Travail demandé>
1 - Extrayez en entier le texte sur la mère qui a perdu l'un de ses jumeaux, sans rien y changer.
2 - Dans les enregistrements, reproduisez intégralement les lignes comprises entre celle qui contient "the **flat screen television**?" et celle qui contient "[[[73,79],[72,87],[75,103],[109,99],[108,79]]]", incluses. Augmentez de 115 chaque coordonnée figurant dans les réponses.

Extrait choisi>
- - - -
Je me souvenais de cette femme. Elle était venue nous rencontrer il y a deux ans. Je l'avais trouvée authentique, jolie et vraiment gentille. Je me rappelais aussi qu'elle avait quatre enfants, dont des jumeaux.
Grand-Homme était attablé avec elle depuis un moment. Je m'approchai, la saluai.
-C'est bien vous qui avez des jumeaux? que je demandai pour établir le contact.
-Oui, mais il ne m'en reste plus qu'un répondit-elle, désolée.
Coup de poignard (je voudrais tant pouvoir éviter cela aux autres parents). Elle m'expliqua qu'un de ses jumeaux, âgé de 16 ans, était parti en trombe de la maison un matin après l'avoir serrée dans ses bras. Il allait rejoindre l'arrêt de bus mais de son pas rapide et insouciant, il n'avait pas bien regardé avant de traverser la rue. Arriva ce que nombre de fois, Dieu merci, nos enfants évitent : le jeune homme fut happé par un conducteur qui ne réussit pas à l'éviter. Une importante commotion cérébrale et une douzaine de jours plus tard, les parents firent le choix de faire débrancher le respirateur et de donner les organes de leur fils.
J'écoutais attentivement, suspendue aux lèvres de cette toujours authentique femme qui avait perdu son fils neuf mois plus tôt mais qui en parlait avec une telle sérénité qu'on aurait pu croire qu'une longue période s'était écoulée entre l'accident et la remarquable attitude qu'elle avait choisi d'avoir vis-à-vis cette mort impromptue.
- - - -
Extrait des données>
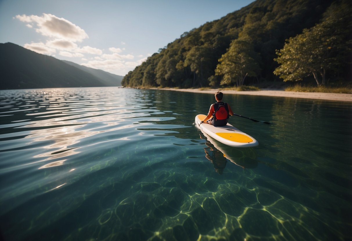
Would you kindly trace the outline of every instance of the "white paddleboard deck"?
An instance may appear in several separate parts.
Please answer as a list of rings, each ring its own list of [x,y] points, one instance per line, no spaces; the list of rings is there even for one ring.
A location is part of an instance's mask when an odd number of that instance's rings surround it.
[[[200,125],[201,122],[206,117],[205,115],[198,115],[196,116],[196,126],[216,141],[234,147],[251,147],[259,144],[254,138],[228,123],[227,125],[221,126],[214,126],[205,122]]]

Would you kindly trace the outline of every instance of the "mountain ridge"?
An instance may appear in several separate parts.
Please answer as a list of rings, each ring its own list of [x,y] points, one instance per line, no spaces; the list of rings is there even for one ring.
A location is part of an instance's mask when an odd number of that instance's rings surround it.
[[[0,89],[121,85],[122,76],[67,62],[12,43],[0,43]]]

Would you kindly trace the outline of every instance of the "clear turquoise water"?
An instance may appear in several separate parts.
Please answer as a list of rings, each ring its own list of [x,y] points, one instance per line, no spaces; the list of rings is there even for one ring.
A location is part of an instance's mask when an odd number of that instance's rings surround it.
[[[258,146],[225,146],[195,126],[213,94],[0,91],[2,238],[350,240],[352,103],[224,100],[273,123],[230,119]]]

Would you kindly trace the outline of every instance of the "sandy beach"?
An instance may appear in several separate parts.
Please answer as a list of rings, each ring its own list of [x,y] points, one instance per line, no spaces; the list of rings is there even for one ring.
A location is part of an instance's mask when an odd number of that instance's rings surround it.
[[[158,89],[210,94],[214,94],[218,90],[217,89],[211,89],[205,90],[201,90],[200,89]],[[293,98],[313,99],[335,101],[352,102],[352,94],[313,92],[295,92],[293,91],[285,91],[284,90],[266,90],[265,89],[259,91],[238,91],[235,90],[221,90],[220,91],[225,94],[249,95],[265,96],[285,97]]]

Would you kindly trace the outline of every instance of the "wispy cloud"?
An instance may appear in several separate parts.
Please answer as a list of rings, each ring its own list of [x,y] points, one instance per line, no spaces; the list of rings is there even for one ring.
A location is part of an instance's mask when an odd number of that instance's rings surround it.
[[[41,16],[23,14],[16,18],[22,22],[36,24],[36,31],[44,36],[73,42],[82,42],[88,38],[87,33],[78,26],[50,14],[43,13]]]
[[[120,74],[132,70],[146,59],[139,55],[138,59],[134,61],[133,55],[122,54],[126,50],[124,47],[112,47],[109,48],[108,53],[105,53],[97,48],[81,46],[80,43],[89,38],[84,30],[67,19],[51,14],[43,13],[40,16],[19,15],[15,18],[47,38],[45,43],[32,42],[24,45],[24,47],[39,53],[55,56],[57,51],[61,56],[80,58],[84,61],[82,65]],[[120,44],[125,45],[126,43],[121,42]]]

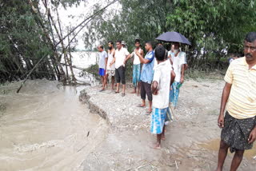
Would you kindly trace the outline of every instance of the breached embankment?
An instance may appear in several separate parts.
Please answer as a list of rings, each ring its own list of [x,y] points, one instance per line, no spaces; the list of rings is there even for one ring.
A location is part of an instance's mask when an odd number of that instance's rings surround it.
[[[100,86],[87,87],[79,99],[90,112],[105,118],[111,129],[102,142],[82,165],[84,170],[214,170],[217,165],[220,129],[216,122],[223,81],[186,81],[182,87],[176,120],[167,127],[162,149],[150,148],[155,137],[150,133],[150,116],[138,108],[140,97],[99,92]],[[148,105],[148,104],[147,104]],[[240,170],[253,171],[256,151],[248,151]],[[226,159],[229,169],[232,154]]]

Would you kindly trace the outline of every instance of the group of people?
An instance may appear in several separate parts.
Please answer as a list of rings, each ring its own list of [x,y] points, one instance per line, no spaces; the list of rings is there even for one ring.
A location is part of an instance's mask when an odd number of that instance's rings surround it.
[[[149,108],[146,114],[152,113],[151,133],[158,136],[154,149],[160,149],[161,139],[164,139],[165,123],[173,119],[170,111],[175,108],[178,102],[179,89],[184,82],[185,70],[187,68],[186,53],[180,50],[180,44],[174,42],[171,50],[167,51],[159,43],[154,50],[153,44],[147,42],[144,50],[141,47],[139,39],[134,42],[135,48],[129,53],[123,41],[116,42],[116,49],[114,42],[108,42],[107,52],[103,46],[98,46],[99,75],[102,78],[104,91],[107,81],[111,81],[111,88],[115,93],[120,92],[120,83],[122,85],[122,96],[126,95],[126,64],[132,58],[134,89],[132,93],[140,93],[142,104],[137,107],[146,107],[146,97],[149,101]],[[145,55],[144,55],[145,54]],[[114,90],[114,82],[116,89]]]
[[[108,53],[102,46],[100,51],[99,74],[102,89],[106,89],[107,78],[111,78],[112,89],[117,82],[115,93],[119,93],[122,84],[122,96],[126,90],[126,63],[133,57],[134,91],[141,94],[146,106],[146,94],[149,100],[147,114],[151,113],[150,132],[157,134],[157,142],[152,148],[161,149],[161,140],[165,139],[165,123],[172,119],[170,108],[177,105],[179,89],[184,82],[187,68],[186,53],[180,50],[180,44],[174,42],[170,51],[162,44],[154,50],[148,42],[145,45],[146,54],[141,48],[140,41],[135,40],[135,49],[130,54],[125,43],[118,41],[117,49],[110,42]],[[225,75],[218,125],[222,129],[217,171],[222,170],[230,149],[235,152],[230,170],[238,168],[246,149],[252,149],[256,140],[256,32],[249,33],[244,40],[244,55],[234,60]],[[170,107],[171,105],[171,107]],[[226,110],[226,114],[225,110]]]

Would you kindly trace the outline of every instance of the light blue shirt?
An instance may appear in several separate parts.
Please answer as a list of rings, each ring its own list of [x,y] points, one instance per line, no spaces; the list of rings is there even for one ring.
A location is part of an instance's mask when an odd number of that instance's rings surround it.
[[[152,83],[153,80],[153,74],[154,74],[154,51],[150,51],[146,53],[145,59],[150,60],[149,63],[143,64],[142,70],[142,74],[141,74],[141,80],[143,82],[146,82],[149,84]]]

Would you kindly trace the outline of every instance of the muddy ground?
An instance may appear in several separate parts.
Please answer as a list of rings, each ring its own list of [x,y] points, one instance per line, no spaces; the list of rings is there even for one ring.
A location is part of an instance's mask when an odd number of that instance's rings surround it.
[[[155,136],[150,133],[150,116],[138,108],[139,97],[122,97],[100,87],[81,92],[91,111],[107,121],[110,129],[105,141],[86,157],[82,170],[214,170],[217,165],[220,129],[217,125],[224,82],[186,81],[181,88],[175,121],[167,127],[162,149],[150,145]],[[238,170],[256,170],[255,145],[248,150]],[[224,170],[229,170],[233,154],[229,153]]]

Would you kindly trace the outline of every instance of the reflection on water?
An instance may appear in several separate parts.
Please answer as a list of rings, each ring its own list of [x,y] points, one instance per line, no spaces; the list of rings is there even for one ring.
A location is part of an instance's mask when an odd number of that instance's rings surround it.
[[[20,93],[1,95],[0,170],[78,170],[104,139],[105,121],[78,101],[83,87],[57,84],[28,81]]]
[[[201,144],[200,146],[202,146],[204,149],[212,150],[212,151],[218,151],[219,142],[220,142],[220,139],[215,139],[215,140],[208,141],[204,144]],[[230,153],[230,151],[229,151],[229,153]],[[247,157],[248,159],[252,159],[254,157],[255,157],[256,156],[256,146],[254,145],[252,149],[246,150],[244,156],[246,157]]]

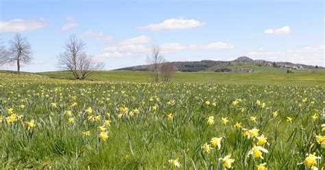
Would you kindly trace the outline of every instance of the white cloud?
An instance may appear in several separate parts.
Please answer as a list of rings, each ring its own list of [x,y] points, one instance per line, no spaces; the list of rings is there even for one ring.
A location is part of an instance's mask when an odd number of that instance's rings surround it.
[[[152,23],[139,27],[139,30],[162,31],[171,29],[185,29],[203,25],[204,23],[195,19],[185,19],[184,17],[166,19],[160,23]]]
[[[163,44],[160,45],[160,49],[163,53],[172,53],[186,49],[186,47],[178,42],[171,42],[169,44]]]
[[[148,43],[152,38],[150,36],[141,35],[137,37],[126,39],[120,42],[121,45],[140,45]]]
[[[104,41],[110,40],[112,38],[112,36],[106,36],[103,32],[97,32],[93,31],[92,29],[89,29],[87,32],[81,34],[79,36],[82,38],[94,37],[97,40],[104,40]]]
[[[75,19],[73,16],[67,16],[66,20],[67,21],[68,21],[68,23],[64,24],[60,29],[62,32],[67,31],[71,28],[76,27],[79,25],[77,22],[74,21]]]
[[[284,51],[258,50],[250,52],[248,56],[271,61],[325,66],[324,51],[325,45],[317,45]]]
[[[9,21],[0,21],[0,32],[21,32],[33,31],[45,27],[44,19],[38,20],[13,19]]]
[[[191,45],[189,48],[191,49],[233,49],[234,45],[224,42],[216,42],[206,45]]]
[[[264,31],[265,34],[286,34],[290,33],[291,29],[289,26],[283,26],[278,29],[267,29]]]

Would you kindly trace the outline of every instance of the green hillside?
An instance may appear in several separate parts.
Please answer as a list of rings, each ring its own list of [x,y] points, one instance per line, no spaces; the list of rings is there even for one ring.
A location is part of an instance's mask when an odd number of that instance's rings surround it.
- - - -
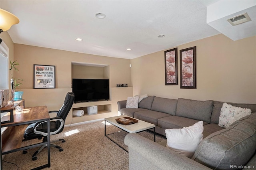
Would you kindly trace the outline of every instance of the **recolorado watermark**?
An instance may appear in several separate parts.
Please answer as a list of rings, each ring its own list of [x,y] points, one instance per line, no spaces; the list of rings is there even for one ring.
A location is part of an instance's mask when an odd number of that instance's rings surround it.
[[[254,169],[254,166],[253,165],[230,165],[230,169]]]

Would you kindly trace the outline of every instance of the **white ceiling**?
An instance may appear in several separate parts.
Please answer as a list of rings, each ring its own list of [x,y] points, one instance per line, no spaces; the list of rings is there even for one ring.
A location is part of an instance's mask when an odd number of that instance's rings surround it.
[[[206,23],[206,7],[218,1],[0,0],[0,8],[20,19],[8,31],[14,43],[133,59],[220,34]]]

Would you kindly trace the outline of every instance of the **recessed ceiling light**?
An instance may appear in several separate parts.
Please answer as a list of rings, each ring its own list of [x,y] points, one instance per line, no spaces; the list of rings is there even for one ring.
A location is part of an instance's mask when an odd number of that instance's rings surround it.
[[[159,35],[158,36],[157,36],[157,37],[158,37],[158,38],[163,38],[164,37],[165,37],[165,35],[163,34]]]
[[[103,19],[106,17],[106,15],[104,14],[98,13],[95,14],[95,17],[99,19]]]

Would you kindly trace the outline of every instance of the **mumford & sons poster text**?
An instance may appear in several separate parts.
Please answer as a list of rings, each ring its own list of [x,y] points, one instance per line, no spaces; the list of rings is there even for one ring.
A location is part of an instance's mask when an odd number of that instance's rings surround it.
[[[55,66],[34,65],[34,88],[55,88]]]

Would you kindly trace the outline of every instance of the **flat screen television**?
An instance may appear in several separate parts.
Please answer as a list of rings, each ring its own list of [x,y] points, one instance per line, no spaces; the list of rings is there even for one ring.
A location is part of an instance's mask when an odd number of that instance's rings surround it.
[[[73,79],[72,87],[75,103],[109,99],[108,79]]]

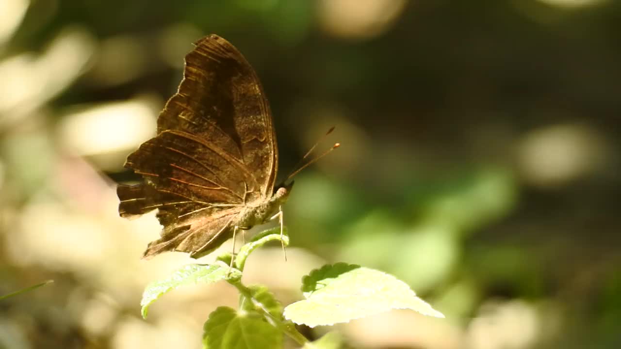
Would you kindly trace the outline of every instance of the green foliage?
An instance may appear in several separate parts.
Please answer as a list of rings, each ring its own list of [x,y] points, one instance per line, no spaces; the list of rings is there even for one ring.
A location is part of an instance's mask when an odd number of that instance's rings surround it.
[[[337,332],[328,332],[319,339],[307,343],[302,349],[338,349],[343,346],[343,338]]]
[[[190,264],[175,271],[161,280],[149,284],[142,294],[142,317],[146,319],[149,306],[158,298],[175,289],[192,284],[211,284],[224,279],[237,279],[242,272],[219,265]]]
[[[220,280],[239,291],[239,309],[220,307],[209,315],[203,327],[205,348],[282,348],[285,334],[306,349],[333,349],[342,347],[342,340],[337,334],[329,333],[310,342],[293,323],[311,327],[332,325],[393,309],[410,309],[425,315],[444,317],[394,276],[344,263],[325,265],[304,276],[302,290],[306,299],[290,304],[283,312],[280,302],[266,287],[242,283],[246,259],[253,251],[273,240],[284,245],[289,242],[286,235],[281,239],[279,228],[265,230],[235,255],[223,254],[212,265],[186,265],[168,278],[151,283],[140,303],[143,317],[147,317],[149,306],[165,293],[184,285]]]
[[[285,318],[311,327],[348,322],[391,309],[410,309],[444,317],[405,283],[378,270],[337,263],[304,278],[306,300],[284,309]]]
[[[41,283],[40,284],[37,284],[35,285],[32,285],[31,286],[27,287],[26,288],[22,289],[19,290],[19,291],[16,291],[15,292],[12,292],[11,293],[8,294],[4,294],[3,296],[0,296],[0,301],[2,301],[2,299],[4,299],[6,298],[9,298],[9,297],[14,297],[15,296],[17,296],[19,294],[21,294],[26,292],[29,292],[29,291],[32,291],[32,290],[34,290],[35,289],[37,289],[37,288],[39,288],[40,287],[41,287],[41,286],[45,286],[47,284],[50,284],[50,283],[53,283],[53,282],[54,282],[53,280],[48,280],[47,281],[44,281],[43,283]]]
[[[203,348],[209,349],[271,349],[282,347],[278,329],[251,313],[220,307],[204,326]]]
- - - -
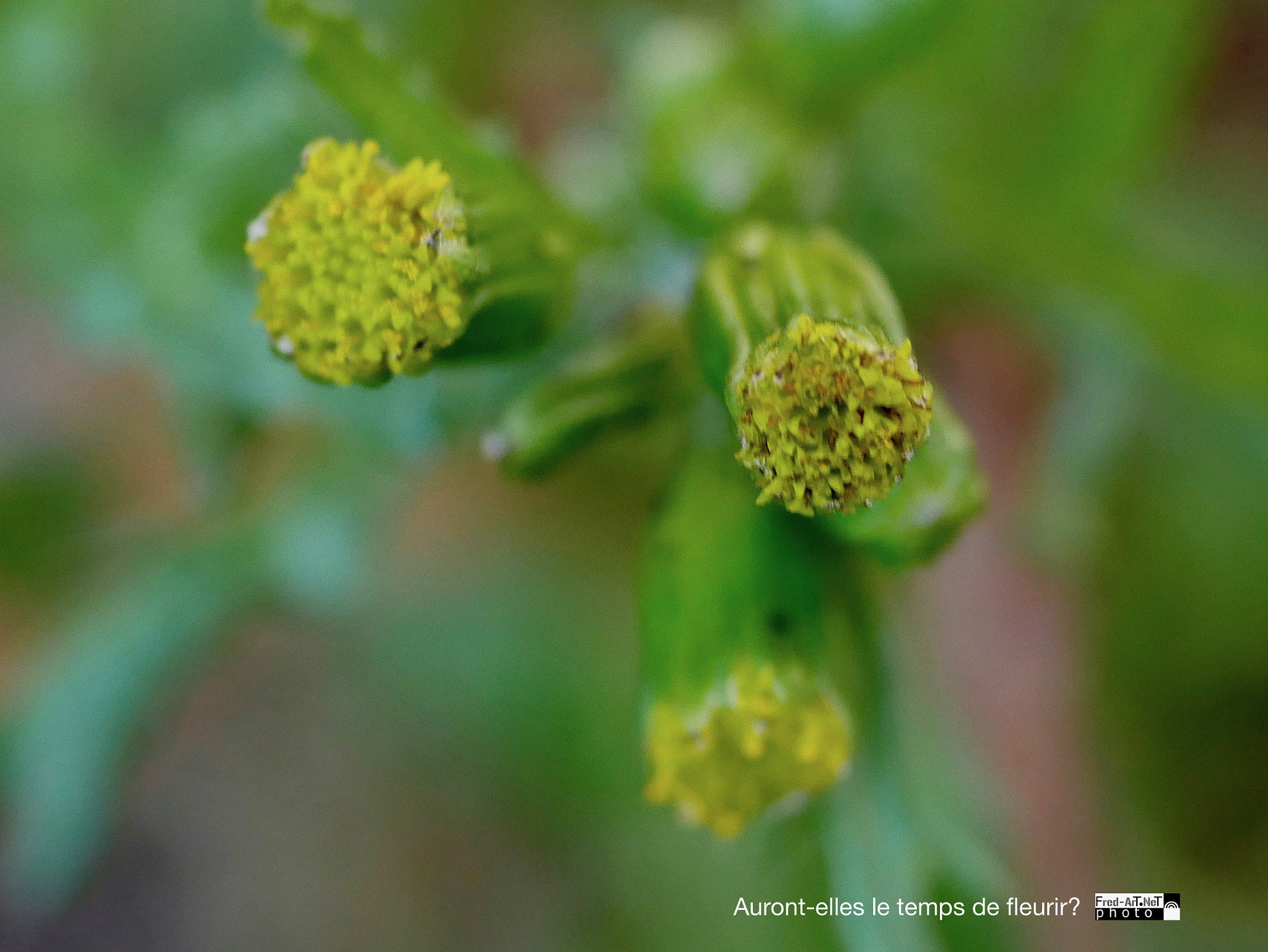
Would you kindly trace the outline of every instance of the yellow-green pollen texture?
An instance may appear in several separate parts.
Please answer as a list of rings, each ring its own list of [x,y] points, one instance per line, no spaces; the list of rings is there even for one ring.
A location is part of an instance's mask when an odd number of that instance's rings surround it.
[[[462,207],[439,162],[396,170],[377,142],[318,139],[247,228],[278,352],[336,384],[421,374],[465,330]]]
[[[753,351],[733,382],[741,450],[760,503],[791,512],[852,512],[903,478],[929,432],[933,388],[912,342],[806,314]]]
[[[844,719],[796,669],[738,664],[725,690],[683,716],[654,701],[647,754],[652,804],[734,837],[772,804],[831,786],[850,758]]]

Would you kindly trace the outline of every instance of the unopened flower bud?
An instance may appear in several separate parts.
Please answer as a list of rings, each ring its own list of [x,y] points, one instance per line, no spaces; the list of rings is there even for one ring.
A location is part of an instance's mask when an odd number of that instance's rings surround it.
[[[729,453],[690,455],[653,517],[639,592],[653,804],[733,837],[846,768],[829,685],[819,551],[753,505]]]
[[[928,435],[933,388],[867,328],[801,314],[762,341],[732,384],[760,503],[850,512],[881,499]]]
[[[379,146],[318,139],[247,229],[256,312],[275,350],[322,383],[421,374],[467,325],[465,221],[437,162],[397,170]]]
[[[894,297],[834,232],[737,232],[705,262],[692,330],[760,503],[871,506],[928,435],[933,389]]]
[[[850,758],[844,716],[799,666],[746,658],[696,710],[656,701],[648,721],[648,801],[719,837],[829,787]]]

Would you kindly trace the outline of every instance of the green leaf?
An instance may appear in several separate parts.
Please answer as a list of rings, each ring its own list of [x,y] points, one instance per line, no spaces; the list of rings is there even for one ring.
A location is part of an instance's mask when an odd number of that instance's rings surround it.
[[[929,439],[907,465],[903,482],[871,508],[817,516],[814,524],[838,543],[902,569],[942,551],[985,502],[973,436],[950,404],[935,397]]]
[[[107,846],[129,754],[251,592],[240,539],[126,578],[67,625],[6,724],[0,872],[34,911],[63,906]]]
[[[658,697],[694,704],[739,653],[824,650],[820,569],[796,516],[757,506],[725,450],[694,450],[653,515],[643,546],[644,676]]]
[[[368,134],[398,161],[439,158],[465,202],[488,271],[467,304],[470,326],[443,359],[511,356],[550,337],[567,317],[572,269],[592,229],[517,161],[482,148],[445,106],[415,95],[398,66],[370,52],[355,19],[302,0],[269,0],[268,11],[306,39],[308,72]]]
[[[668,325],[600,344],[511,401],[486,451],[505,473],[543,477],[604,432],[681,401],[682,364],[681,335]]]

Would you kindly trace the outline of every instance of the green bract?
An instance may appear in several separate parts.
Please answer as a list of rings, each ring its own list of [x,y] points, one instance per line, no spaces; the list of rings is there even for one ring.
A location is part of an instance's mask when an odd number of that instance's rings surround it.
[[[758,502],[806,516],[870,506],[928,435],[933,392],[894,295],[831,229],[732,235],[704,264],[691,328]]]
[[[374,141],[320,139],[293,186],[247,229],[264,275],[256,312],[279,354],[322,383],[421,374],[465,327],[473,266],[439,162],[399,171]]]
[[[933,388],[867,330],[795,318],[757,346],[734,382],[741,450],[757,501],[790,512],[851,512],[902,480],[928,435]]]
- - - -
Les réponses>
1 -
Je me souvenais de cette femme. Elle était venue nous rencontrer il y a deux ans. Je l'avais trouvée authentique, jolie et vraiment gentille. Je me rappelais aussi qu'elle avait quatre enfants, dont des jumeaux.
Grand-Homme était attablé avec elle depuis un moment. Je m'approchai, la saluai.
-C'est bien vous qui avez des jumeaux? que je demandai pour établir le contact.
-Oui, mais il ne m'en reste plus qu'un répondit-elle, désolée.
Coup de poignard (je voudrais tant pouvoir éviter cela aux autres parents). Elle m'expliqua qu'un de ses jumeaux, âgé de 16 ans, était parti en trombe de la maison un matin après l'avoir serrée dans ses bras. Il allait rejoindre l'arrêt de bus mais de son pas rapide et insouciant, il n'avait pas bien regardé avant de traverser la rue. Arriva ce que nombre de fois, Dieu merci, nos enfants évitent : le jeune homme fut happé par un conducteur qui ne réussit pas à l'éviter. Une importante commotion cérébrale et une douzaine de jours plus tard, les parents firent le choix de faire débrancher le respirateur et de donner les organes de leur fils.
J'écoutais attentivement, suspendue aux lèvres de cette toujours authentique femme qui avait perdu son fils neuf mois plus tôt mais qui en parlait avec une telle sérénité qu'on aurait pu croire qu'une longue période s'était écoulée entre l'accident et la remarquable attitude qu'elle avait choisi d'avoir vis-à-vis cette mort impromptue.

2 -
Would you kindly trace the outline of every instance of the **flat screen television**?
An instance may appear in several separate parts.
Please answer as a list of rings, each ring its own list of [x,y] points, one instance per line, no spaces; the list of rings is there even for one ring.
A location is part of an instance's mask when an odd number of that instance's rings surround it.
[[[188,194],[187,202],[190,218],[224,214],[223,194]]]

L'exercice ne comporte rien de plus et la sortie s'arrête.